++++ Extracted information ++++

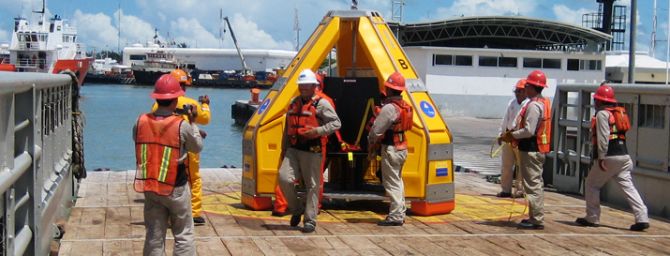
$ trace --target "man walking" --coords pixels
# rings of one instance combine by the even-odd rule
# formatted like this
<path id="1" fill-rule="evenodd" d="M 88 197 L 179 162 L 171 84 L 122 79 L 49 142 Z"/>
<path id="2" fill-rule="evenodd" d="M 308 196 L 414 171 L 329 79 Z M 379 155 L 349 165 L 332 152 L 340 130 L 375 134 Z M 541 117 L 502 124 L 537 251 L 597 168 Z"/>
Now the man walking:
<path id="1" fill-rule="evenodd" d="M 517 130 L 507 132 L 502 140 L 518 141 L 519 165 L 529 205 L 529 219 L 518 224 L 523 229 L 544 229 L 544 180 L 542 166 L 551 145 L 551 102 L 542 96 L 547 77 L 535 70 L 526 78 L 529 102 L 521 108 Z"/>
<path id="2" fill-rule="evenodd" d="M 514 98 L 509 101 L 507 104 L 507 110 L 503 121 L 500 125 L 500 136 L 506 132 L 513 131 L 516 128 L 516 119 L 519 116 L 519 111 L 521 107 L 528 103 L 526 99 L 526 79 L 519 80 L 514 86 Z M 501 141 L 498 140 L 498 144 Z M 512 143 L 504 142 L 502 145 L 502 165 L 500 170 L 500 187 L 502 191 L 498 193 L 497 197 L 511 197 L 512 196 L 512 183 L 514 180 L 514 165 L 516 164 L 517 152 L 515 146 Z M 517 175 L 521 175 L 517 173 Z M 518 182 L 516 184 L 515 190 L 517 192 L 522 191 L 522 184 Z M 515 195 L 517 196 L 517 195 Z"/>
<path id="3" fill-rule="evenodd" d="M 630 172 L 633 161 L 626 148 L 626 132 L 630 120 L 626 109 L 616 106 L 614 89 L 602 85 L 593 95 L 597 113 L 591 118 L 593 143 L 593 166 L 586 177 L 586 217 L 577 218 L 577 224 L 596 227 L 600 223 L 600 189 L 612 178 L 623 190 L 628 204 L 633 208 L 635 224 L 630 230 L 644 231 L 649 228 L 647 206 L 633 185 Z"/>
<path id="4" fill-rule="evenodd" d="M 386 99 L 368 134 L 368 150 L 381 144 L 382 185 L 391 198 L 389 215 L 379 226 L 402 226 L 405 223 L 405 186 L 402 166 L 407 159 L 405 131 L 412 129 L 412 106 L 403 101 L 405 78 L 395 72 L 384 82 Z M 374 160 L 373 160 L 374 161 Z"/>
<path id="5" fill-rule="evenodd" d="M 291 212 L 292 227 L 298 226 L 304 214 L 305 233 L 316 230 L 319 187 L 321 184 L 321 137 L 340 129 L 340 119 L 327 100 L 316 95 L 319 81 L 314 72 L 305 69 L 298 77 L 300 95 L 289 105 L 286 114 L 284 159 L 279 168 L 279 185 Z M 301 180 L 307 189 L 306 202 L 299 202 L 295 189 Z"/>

++++
++++ Extracted information ++++

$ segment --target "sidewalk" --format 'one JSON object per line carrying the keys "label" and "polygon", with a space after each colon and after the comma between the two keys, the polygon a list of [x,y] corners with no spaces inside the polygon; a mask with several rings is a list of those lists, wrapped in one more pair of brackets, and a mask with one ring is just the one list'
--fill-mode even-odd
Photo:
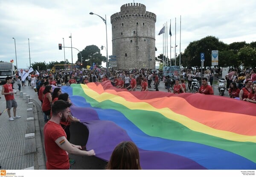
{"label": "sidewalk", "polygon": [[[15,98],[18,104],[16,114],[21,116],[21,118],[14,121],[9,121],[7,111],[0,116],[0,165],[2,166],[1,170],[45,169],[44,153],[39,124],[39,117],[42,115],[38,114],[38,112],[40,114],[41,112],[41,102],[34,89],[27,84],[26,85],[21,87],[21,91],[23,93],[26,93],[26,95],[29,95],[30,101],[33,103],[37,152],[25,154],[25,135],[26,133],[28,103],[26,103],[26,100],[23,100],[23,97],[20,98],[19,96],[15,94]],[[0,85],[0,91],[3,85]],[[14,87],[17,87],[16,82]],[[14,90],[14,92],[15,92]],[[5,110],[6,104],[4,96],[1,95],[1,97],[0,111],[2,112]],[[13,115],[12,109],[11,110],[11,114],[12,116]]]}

++++
++++ Extracted information ++++

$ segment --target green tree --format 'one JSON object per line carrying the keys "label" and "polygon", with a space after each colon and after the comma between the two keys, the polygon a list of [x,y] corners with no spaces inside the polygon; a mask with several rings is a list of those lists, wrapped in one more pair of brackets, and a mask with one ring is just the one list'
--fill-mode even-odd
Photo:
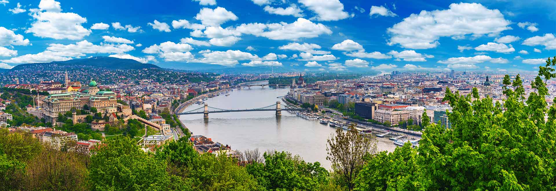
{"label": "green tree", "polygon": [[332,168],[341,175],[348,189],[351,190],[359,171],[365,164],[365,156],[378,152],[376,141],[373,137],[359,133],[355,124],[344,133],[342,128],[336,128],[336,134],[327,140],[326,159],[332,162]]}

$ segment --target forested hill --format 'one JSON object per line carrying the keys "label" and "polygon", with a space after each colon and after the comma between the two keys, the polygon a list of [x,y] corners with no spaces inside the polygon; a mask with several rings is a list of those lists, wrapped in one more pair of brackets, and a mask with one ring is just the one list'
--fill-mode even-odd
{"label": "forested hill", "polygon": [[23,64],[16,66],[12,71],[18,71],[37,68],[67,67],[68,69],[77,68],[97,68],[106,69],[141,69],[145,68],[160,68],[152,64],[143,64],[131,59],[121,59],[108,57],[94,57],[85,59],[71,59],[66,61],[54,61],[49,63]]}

++++

Problem details:
Return every line above in which the word "walking" appears.

Correct result:
$ trace --target "man walking" --coords pixels
Now the man walking:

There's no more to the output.